- _PROBLEMS_
- 1) Print the part of the passage on alteration styles at Mkushi that starts with "Four styles of" and goes on through "alteration and mineralisation.", keeping every word unchanged.
- 2) Give what follows the final sentence of the passage on alteration styles at Mkushi, continuing it in the same manner.

- _SELECTED EXTRACT_
________
Four styles of alteration have been recognised, as follows:
• Intense silicic and hematite alteration is associated with the bulk of the mineralisation and is the most pervasive. It is commonly the earliest, overprinted other phases of alteration and mineralisation.
• Potassic alteration occurs as a result of K feldspar replacement of plagioclase feldspar, commonly associated with sericite and calcite, indicating loss of sodium to sericite and calcium to calcite from the plagioclase and enrichment of potassium. Biotite and chloritised biotite are also indicative of potassic alteration at Mkushi.
• Intense argillic alteration, reflected by complete alteration of all feldspars to kaolin, sericite, calcite and quartz (saussiterisation), whilst biotite is altered to chlorite with sericite and hematite. Chlorite, in turn, is partially altered to an assemblage of calcite, sericite, quartz and hematite. Where present, biotite may be replaced by an assemblage of chlorite, rutile, calcite, ankerite, zircon, pyrite, sphene and chalcopyrite. Argillic alteration is reflected by the presence of kaolinite veinlets and the ragged outlines of K feldspar, absence of plagioclase and widespread replacement of biotite to chlorite, sericite and hematite.
• Weak argillic to propylitic alteration is widespread, occurring as patchy kaolinite, formed at the expense of feldspars, hematite staining on rock fragments, propylitic epidote-chlorite-calcite and pyrite (with minor hematite), and a quartz assemblage. This alteration is also associated with pervasive hematite on fractures, probably related to magnetite or sulphide oxidation.
________
- _RECORD EXTRACTS_
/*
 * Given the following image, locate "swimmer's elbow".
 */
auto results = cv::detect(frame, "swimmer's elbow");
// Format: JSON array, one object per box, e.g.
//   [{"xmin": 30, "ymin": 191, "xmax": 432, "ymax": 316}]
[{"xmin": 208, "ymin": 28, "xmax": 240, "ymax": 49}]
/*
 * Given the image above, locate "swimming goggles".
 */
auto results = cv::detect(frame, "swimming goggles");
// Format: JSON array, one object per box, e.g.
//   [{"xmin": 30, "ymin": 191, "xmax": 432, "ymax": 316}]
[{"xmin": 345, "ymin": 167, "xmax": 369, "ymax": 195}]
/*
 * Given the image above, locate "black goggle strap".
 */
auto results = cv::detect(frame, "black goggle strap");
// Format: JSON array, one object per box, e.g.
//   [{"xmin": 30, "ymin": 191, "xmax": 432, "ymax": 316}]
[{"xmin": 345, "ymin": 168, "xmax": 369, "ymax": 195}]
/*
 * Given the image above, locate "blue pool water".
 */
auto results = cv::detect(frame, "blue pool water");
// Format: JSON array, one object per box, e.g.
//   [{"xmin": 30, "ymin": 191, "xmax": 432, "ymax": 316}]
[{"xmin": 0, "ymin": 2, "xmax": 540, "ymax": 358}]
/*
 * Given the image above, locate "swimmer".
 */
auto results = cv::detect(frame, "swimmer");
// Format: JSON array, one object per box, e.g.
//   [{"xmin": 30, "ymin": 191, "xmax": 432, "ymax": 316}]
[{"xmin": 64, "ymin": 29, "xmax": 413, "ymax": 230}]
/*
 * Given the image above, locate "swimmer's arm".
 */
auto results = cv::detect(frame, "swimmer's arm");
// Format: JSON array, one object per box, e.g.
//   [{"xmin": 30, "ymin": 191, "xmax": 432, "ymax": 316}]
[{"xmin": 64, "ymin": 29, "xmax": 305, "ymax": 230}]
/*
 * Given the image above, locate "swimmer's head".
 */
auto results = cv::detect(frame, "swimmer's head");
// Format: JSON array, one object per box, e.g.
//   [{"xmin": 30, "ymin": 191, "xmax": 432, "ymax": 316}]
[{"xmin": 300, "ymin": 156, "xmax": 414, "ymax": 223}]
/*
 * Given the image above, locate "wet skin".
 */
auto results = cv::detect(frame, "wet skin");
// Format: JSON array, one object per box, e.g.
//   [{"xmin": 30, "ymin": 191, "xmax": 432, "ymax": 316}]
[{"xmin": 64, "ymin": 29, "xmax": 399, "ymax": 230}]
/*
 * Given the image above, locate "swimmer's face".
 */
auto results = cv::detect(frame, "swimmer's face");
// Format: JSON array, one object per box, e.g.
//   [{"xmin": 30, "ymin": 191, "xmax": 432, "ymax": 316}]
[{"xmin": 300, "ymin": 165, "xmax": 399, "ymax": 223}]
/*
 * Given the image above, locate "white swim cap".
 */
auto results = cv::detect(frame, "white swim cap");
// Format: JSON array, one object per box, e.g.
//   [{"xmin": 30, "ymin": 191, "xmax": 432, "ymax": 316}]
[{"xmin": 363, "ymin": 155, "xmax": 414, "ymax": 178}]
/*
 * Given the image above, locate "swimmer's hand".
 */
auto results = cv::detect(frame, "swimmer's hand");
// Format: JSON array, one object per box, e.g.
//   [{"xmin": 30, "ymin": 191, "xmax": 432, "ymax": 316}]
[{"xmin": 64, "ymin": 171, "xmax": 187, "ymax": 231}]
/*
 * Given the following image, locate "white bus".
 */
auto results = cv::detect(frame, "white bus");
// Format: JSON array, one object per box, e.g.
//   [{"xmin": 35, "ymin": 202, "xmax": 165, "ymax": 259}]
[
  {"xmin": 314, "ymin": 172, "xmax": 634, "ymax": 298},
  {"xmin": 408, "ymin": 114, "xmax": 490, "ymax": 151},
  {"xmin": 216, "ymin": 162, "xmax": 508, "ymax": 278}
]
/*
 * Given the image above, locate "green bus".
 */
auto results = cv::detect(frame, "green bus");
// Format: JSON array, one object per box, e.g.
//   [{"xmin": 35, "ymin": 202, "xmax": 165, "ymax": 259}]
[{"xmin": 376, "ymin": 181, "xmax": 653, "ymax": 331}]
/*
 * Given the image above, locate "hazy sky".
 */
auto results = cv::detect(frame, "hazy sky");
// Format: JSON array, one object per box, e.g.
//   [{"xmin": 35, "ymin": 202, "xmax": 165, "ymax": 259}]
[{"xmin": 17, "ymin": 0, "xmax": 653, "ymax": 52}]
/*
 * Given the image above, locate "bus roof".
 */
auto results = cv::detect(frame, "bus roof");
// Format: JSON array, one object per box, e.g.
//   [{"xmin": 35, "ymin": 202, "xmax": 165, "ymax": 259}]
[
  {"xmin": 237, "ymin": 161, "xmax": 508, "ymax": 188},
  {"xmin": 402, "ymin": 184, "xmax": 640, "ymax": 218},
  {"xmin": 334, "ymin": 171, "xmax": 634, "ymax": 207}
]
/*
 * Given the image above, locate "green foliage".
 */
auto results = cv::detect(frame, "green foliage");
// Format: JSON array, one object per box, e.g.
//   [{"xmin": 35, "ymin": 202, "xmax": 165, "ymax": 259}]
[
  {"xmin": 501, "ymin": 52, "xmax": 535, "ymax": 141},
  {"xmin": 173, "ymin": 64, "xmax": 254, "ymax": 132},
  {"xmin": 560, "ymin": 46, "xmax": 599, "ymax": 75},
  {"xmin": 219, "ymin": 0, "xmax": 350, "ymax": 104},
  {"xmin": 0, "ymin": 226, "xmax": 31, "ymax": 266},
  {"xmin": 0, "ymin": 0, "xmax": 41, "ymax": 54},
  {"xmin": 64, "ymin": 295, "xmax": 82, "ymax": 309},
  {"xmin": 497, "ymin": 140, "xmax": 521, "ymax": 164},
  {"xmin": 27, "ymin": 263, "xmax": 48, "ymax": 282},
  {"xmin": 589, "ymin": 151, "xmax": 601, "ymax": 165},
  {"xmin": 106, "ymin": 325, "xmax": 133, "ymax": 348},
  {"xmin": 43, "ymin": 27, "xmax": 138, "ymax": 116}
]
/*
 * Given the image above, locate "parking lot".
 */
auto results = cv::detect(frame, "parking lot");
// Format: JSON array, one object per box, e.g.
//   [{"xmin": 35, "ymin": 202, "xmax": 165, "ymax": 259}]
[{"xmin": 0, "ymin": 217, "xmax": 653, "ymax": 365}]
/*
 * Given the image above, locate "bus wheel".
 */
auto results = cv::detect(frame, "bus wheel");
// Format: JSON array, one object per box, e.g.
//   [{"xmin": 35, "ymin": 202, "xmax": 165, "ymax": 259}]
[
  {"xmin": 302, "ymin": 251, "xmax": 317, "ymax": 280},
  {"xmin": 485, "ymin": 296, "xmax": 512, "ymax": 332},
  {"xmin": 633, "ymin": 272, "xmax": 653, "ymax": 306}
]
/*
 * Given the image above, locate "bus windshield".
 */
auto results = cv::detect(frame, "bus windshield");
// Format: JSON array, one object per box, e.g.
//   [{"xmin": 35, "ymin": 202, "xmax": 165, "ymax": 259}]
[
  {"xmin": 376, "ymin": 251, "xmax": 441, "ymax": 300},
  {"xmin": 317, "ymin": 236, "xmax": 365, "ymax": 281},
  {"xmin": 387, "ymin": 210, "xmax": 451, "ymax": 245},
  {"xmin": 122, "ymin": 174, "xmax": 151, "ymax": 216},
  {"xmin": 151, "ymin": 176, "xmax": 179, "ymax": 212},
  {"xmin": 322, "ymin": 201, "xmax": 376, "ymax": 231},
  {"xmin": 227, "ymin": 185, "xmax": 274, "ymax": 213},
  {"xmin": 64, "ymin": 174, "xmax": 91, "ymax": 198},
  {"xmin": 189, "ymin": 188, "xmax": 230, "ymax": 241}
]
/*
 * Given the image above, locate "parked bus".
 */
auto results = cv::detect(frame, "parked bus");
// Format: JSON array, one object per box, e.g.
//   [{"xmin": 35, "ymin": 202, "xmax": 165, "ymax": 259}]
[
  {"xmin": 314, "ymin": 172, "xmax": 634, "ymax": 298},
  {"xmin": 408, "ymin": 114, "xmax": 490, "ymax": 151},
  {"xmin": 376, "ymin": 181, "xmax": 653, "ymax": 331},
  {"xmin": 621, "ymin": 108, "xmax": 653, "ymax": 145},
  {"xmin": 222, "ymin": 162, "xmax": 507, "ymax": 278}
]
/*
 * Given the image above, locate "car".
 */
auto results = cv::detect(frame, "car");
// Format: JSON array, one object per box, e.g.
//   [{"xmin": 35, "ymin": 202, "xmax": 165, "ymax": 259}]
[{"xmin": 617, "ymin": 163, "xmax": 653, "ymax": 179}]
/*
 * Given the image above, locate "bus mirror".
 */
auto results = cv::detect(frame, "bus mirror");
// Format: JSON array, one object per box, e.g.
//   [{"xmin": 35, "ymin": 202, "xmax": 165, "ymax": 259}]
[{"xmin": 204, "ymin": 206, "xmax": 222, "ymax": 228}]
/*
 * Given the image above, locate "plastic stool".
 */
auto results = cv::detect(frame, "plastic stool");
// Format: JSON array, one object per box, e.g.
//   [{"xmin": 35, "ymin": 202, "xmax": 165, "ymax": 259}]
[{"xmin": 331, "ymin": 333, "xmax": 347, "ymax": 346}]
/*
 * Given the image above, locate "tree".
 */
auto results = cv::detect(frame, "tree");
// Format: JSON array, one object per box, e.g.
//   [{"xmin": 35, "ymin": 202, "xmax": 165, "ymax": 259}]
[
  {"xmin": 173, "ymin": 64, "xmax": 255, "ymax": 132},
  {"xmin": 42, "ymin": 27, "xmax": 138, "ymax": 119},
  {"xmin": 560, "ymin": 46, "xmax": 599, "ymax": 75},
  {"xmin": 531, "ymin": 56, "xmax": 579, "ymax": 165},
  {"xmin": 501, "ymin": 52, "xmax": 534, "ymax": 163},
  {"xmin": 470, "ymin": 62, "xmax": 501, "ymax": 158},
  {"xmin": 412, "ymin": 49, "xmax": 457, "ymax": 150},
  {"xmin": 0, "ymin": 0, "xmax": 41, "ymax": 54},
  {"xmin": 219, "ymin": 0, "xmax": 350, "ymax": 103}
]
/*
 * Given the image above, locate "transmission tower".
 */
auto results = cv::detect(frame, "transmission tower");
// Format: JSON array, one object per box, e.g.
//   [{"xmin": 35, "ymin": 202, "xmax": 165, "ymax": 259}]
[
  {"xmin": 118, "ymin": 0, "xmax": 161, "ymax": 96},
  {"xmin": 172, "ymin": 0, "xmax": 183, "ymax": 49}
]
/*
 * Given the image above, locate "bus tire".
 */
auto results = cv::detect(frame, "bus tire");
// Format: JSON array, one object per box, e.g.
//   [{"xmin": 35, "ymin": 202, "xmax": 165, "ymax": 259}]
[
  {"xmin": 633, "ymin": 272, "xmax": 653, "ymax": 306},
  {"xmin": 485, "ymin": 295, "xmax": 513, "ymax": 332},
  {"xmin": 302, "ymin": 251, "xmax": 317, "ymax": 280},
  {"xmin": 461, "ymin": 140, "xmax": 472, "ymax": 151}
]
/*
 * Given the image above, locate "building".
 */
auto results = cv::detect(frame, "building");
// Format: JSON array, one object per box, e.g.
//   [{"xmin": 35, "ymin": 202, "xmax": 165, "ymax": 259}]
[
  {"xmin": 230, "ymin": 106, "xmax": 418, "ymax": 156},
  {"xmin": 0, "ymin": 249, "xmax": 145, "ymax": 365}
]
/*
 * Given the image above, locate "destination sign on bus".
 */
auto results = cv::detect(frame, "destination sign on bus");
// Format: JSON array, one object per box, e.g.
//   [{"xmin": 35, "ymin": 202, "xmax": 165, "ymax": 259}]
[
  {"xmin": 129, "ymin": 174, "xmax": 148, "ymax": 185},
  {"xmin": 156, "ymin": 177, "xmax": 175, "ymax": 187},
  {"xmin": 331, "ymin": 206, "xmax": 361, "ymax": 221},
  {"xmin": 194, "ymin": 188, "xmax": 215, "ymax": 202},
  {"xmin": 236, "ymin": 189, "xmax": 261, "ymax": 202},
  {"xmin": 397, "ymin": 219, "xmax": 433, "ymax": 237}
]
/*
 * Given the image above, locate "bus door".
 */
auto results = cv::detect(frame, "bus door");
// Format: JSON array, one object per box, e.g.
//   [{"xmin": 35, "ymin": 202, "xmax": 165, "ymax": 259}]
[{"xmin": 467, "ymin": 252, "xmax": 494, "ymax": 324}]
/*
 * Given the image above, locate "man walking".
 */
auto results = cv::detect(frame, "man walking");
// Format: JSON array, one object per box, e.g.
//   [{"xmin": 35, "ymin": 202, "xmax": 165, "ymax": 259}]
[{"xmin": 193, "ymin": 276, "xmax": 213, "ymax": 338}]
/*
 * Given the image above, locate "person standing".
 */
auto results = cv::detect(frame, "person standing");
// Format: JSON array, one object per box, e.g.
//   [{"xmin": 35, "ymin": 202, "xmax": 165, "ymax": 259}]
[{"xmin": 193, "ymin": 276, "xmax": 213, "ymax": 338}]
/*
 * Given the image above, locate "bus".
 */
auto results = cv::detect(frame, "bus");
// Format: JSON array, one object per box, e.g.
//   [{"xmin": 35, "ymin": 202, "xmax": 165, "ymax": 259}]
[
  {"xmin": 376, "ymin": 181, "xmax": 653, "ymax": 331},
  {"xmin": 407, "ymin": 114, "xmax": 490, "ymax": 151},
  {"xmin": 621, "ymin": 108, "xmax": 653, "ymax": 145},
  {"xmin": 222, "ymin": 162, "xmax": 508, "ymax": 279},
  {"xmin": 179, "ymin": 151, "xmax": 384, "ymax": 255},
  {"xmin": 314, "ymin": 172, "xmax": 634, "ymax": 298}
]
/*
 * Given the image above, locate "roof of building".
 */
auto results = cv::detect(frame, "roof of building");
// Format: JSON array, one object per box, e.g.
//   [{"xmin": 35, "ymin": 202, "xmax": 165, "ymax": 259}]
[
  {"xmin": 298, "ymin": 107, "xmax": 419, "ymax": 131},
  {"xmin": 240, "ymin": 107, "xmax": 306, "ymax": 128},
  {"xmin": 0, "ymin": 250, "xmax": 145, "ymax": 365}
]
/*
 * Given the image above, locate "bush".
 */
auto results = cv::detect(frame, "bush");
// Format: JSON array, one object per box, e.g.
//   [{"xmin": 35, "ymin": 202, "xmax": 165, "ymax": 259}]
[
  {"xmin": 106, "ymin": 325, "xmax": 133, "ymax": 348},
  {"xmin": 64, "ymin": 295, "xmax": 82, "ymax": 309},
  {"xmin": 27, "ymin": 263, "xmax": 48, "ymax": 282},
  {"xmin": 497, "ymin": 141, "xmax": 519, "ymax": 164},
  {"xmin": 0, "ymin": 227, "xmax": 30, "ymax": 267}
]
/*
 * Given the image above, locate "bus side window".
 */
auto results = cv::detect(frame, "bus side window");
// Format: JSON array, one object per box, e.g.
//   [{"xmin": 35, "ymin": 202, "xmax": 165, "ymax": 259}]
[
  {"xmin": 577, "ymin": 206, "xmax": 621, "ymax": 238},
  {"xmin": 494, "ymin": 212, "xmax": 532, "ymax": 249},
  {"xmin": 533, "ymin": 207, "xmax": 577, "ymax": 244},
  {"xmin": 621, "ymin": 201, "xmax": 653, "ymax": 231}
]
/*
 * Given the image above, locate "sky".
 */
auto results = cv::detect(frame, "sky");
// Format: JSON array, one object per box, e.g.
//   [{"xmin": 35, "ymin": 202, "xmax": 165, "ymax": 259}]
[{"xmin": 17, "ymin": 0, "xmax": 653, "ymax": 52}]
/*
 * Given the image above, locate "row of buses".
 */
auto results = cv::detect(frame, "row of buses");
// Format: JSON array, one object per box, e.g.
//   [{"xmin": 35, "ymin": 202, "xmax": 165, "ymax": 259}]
________
- _TASK ANSWERS_
- 1)
Four styles of alteration have been recognised, as follows:
• Intense silicic and hematite alteration is associated with the bulk of the mineralisation and is the most pervasive. It is commonly the earliest, overprinted other phases of alteration and mineralisation.

- 2)
Copper Mineralisation

  Mineralisation is associated with a series of NE-trending felsic intrusions of aplite, microgranite, and pegmatite defining an ~15 km long mineralised corridor (the Mtuga line), beside a structure known as the Mtuga shear zone. Foliated dolerite dykes attest to mafic magmatic input along the trend.
  Copper Mineralisation has been identified at seven deposits and prospects, which are connected by two separate mineralised shear zone trends. The first connects Mtuga, Munshiwemba, Botita and Coloquo, the second, to the south, controls Katunga, Fitalu and possibly Munda.
  Hypogene copper sulphide mineralisation occurs as a series curvilinear, left stepping en echelon lenses of disseminated chalcopyrite. These lenses have strike lengths of from 80, up to 500 m, are 1 to 60 m thick, and extend between 80 to 200 m down a dip of ~60 to 70° in a direction of 300 to 350°. They are hosted by altered gneiss and granite of the Palaeoproterozoic Mkushi Gneiss Complex and have a close affinity with the intrusive aplite and pegmatite dykes. However, the mineralisation is not confined to the dykes, nor is it evenly spread through them, but transgresses all lithologies. Nevertheless, the dyke margins appear to be the preferred location of sulphide mineralisation. Three styles of hypogene mineralisation are recognised: i). disseminated sulphides; ii). sulphides in breccia zones, and iii). sulphides as tension gashes, late-stage veins along hair-line fractures, joints and minor faults, with increased concentrations of sulphides along structural intersections. The individual mineralised lenses are composed of varying proportions of these three styles of mineralisation.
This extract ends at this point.